■ **WORK REQUIRED**: Leave the pictures behind and repeat all the entries exactly.

■ **DATA SUPPLIED**:

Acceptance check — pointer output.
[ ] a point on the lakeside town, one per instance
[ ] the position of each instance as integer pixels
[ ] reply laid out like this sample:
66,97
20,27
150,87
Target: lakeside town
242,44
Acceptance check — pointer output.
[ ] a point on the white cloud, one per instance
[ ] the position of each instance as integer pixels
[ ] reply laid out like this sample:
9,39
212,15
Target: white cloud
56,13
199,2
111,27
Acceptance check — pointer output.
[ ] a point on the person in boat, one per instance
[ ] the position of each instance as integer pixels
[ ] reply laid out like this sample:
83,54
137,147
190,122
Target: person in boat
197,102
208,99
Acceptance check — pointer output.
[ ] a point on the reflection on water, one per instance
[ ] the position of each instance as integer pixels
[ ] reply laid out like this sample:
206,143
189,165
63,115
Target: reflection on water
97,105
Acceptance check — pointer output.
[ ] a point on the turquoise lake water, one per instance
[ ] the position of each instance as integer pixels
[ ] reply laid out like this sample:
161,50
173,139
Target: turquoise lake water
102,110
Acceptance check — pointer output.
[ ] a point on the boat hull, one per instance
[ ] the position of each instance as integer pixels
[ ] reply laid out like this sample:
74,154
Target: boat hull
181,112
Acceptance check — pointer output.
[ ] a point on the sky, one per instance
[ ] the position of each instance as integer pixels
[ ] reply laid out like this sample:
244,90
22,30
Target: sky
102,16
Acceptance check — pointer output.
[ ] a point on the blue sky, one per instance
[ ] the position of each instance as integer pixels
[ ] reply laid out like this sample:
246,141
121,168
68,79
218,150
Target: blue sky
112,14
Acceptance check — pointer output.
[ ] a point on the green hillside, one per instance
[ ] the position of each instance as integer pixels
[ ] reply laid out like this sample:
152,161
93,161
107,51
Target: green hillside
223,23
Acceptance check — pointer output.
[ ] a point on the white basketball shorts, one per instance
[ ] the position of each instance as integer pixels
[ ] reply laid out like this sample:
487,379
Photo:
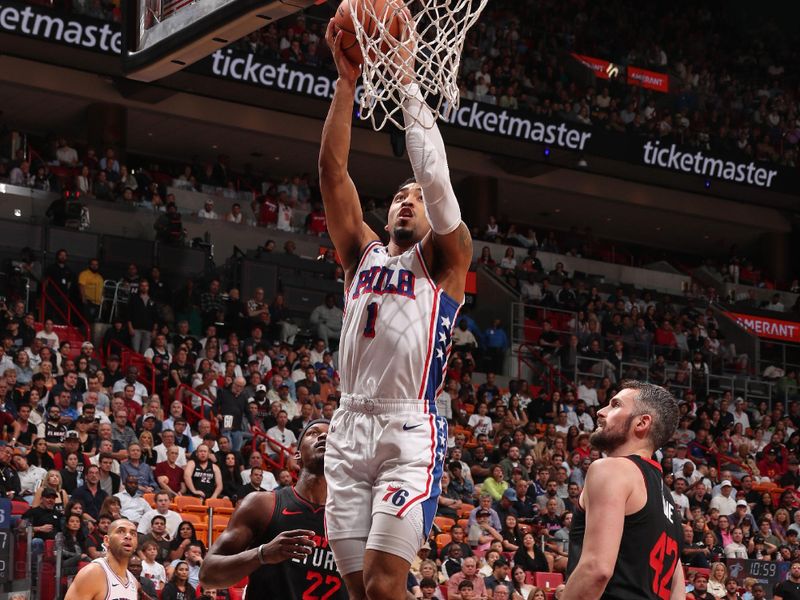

■ **TASK SOLUTION**:
Acceptance check — pointer output.
[ ] a point on the lakeside town, one per instance
[ ] the position of each instance as integer pixels
[ ] reply laid out like this sample:
66,97
20,27
150,87
Target: lakeside town
242,44
Acceptance check — pointer output.
[ ] a point on the white cloud, one per instance
[ ] the position of each instance as integer pixels
[ ] reply laid out like this sample:
9,39
212,15
Target: white cloud
56,13
199,2
111,27
Acceptance check — pointer output.
[ ] a point on the person in boat, one per instance
[ ] the position of each instance as integer pixels
[ ] reply laid out like this sample:
83,54
137,147
190,122
Target: person in boat
197,102
208,99
Acceptance check — pointer output.
[ ] a point on the reflection on water, one per instance
[ ] the position of each instance as integer pixels
[ ] reply laid out like this sample:
206,143
189,165
63,115
Target: reflection on water
97,105
Acceptance check — pointer output.
[ ] a point on the turquoise lake water, one per instance
[ ] the position of each instance as integer pixels
[ ] reply laid out like this sample:
161,50
173,139
Target: turquoise lake water
102,110
Acceptance check — pointer output.
[ ] a point on the boat hull, one per instance
[ ] the position of each instance as integer pixels
[ ] reply laid out like this sample:
74,154
Target: boat hull
181,112
Acceptance check — pointer output.
[ ] a point on the sky, one per instance
[ ] the position of each instance as integer pixels
[ ] reply laid out like this sample:
244,90
22,30
Target: sky
102,16
Acceptance check — pointer output.
[ ] a point on the blue sky, one per instance
[ ] the position of each instance as integer pixels
[ ] reply laid out like this sample:
246,141
121,168
68,79
218,150
Target: blue sky
112,14
Acceptance check — pointer output.
[ ] a point on the green hillside, one per instance
[ ] the position of each instance as integer pixels
[ ] reply laid out like this sample:
152,161
93,161
107,51
Target: green hillside
223,23
Acceptance check — pointer output.
[ ] a point on the white basketball shorts, one per instance
[ ] the position of each instance as integer pixels
[ ] reply laid out like this sample:
487,379
Photo:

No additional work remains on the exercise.